Input material »

══════

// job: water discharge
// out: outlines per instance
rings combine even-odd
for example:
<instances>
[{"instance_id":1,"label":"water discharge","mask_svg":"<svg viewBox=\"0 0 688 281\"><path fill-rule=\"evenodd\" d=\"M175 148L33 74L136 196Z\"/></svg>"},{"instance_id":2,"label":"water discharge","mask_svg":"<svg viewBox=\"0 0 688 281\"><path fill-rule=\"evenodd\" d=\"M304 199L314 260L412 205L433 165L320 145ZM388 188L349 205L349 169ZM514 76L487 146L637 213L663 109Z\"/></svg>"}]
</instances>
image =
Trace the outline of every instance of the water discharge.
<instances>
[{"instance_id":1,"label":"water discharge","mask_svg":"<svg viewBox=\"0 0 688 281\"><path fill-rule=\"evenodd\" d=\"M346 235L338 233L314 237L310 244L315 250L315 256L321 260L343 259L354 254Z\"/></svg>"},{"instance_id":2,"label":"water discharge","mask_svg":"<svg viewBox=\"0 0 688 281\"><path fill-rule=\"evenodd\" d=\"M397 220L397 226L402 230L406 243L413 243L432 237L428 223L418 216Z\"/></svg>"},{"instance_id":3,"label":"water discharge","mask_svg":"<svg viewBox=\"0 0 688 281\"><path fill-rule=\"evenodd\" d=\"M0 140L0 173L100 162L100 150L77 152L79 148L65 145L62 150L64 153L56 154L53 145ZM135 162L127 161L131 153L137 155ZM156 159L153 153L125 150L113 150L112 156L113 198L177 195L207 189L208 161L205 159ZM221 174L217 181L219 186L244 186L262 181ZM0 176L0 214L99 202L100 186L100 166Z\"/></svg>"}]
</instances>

══════

Problem description » Rewrite all of the material above as a JSON list of strings, with one string for each line and blank lines left out.

Response »
[
  "// job: water discharge",
  "// out: outlines per instance",
  "rings combine even-odd",
  "for example:",
  "<instances>",
  "[{\"instance_id\":1,\"label\":\"water discharge\",\"mask_svg\":\"<svg viewBox=\\\"0 0 688 281\\\"><path fill-rule=\\\"evenodd\\\" d=\\\"M175 148L33 74L136 196Z\\\"/></svg>\"},{\"instance_id\":2,\"label\":\"water discharge\",\"mask_svg\":\"<svg viewBox=\\\"0 0 688 281\\\"><path fill-rule=\\\"evenodd\\\" d=\\\"M304 199L314 260L412 205L433 165L320 145ZM388 188L349 205L349 169ZM514 76L487 146L637 213L663 109Z\\\"/></svg>\"}]",
  "</instances>",
  "image =",
  "Trace the outline of every instance of the water discharge.",
  "<instances>",
  "[{\"instance_id\":1,\"label\":\"water discharge\",\"mask_svg\":\"<svg viewBox=\\\"0 0 688 281\\\"><path fill-rule=\\\"evenodd\\\" d=\\\"M346 235L338 233L314 237L310 244L315 250L315 256L321 260L343 259L354 254Z\\\"/></svg>\"},{\"instance_id\":2,\"label\":\"water discharge\",\"mask_svg\":\"<svg viewBox=\\\"0 0 688 281\\\"><path fill-rule=\\\"evenodd\\\" d=\\\"M397 220L397 226L402 230L406 243L413 243L432 237L428 223L418 216Z\\\"/></svg>\"},{\"instance_id\":3,\"label\":\"water discharge\",\"mask_svg\":\"<svg viewBox=\\\"0 0 688 281\\\"><path fill-rule=\\\"evenodd\\\" d=\\\"M0 140L0 173L100 162L100 150L77 152L79 148L65 145L62 150L64 153L56 154L53 145ZM135 162L127 161L131 153L137 155ZM156 159L153 153L125 150L113 150L112 156L113 198L177 195L207 189L208 161L205 159ZM221 174L217 181L219 186L244 186L262 181ZM0 176L0 214L99 202L100 186L100 166Z\\\"/></svg>\"}]",
  "</instances>"
]